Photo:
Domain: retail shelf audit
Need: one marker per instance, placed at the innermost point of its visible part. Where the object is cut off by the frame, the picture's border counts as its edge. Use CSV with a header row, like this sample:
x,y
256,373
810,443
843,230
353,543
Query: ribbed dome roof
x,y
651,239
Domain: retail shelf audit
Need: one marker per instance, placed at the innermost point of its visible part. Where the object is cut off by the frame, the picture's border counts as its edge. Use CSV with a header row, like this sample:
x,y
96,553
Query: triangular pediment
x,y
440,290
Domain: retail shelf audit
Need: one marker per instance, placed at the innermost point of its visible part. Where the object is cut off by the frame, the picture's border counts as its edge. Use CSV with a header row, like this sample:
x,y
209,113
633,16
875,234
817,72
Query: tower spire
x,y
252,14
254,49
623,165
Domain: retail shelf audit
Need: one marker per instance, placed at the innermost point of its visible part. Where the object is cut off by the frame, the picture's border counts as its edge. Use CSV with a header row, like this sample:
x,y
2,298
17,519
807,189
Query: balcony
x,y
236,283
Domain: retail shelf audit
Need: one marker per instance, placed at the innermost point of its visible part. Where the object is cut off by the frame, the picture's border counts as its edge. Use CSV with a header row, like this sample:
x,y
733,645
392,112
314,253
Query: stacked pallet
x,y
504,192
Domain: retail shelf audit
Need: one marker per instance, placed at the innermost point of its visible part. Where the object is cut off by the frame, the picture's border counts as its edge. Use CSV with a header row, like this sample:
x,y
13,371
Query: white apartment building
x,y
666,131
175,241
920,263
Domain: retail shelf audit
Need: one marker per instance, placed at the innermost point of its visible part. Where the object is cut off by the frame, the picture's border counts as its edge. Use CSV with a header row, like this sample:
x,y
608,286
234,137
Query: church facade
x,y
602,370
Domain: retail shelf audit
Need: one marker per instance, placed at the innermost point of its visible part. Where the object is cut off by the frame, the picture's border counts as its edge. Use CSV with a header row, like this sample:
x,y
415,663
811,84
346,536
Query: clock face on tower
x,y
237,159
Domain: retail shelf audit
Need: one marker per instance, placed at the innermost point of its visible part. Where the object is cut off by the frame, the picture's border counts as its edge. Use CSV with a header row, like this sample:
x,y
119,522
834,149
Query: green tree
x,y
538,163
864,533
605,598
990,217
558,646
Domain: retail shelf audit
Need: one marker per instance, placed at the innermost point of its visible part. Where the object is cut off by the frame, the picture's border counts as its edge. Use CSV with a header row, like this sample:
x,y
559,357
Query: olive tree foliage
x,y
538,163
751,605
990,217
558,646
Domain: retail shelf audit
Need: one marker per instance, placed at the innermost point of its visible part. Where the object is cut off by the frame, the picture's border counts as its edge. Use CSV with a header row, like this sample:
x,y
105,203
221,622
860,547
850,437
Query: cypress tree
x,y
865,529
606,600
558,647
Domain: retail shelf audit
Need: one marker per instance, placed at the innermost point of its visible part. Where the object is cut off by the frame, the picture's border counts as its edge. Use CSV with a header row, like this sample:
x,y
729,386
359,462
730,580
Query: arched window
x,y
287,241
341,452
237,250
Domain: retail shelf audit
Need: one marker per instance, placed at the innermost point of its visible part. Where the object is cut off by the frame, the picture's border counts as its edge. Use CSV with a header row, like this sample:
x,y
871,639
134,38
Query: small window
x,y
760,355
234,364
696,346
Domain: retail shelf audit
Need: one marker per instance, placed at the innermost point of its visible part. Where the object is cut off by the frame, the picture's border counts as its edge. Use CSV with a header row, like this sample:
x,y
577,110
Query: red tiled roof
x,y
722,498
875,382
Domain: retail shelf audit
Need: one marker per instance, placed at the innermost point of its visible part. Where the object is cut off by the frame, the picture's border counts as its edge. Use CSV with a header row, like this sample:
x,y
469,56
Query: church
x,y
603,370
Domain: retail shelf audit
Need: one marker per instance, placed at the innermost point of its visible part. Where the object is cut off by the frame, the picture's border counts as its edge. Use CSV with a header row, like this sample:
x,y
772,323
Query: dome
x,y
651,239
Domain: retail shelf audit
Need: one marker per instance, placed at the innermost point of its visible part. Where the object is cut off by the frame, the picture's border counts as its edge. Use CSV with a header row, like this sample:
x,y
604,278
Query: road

# # # # # # #

- Assignment: Output every record above, exactly as written.

- Answer to this exercise:
Photo:
Domain: retail shelf audit
Need: one marker per instance, placed at the innermost point of its visible part. Where the object is cut off by the frame, the picture's border counts as its edge. Use CSV with a header row, like this sample:
x,y
256,373
810,443
843,230
353,543
Query: ribbed dome roof
x,y
651,239
Domain: retail shelf audit
Need: one marker per instance, placed at the innermost point of its visible part. Where the object is cut off by the frame, the picture's border counts as its edge. Use CSV with a header row, like this sample:
x,y
96,553
Query: triangular pediment
x,y
440,290
Domain: retail shelf audit
Need: one marker per instance, placed at the innermost point of its visible part. Where the object is cut off by the frame, the picture's border counts as its edge. Use CSV with a header row, like this sample:
x,y
209,113
633,16
875,234
817,72
Query: tower spire
x,y
252,14
254,49
623,165
Domain: retail shelf audit
Need: one marker per instance, placed at the innermost point of its visible part. Where the object is cut off by the frame, the picture's border counts as its edge. Use CSV with a header row, like this sample:
x,y
2,298
17,519
807,189
Query: balcony
x,y
236,283
Domain: retail shelf audit
Need: one marker per instance, placed at the innermost point of its visible part. Where the object is cut off by the frame, the picture's border counts as its edge. Use CSV with a header row, like this sample:
x,y
733,645
392,112
314,253
Query: stacked pallet
x,y
504,192
Domain: retail shelf audit
Need: one marker per instance, placed at the innermost point of its visible part. Where the object is cut off by the frame, the picture's border counts as its edge. Use CSV with a header row, like this sample:
x,y
13,371
Query: white apartment building
x,y
666,131
175,241
920,263
Domain: retail shelf audit
Need: one marker per instance, placed at the innermost point of its visible part. Where the object is cut off by the frame, the picture's border counts as its edge. Use CSV with a header row, like this sample:
x,y
608,286
234,137
Query: church facade
x,y
602,370
Domain: retail shelf audit
Need: one marker per instance, placed at the innermost point of its visible part. Where the object is cut off by the frame, the picture's border counts as its edge. Use CSV with a header row, like this sample:
x,y
415,663
811,84
346,536
Query: clock face on tower
x,y
237,159
Domain: retail shelf audit
Need: one marker per instance, placed at the innermost point of its visible part. Where the object is cut off by the frame, the picture's border counts as its edge. Use CSV with a header row, like this sample:
x,y
119,522
834,149
Query: green tree
x,y
538,163
864,533
605,598
990,217
558,646
Domain: retail shelf audit
Need: one marker per instance, placed at the innermost point of its visible part. Where the object is cut off by the frame, the picture's border counts as its edge. Use CSV with a header row, like this sample:
x,y
559,357
Query: olive tree foliage
x,y
538,163
751,605
990,217
558,646
Domain: retail shelf audit
Need: one marker per instance, placed at the innermost point of its visible part. Where the object is cut off by the frame, the picture's border counts as its edge. Use CSV with a header row, like this sample:
x,y
105,203
221,622
860,547
850,437
Query: cypress tree
x,y
865,529
606,600
558,647
Domain: retail shelf audit
Need: one marker per instance, placed at the innermost point of its visible part. Where the object is cut off by the frame, the picture's border counts as its edge. Use CSV with a header row, like this sample:
x,y
729,386
359,462
730,580
Query: arched window
x,y
287,241
341,452
237,250
Domain: retail shelf audit
Need: one marker per instance, placed at the innermost point of its visible part. Where the object is cut off by the frame, the picture's border counts as its edge. Use CSV with a header row, like this sample:
x,y
871,639
134,38
Query: small window
x,y
760,355
234,364
696,346
Domain: retail shelf audit
Need: one marker per instance, placed at the innermost point of its visible part. Where the object is cut off by the frame, the picture's border counts as its edge. Use CSV with a header row, like this sample:
x,y
577,110
Query: red tiled roof
x,y
722,498
875,382
Domain: retail shelf audit
Need: one marker per instance, placed at the innermost point of its visible part. Where the object is cut off by the frame, the picture's border counts as its edge. Use CSV with a header row, like this sample:
x,y
469,56
Query: church
x,y
603,370
Domain: retail shelf audit
Need: one marker per instance, placed at the innermost point of its visible part. Where the object is cut off by the frame, the picture's border counts as its edge. Use CSV with a header row, like this sample:
x,y
772,323
Query: dome
x,y
651,239
Domain: retail shelf audit
Need: one marker per instance, placed at the innermost point of its visible part. Where the object is cut off by the frame, the picture's border counts as its edge. Use CSV with a header row, like this sample:
x,y
604,278
Query: road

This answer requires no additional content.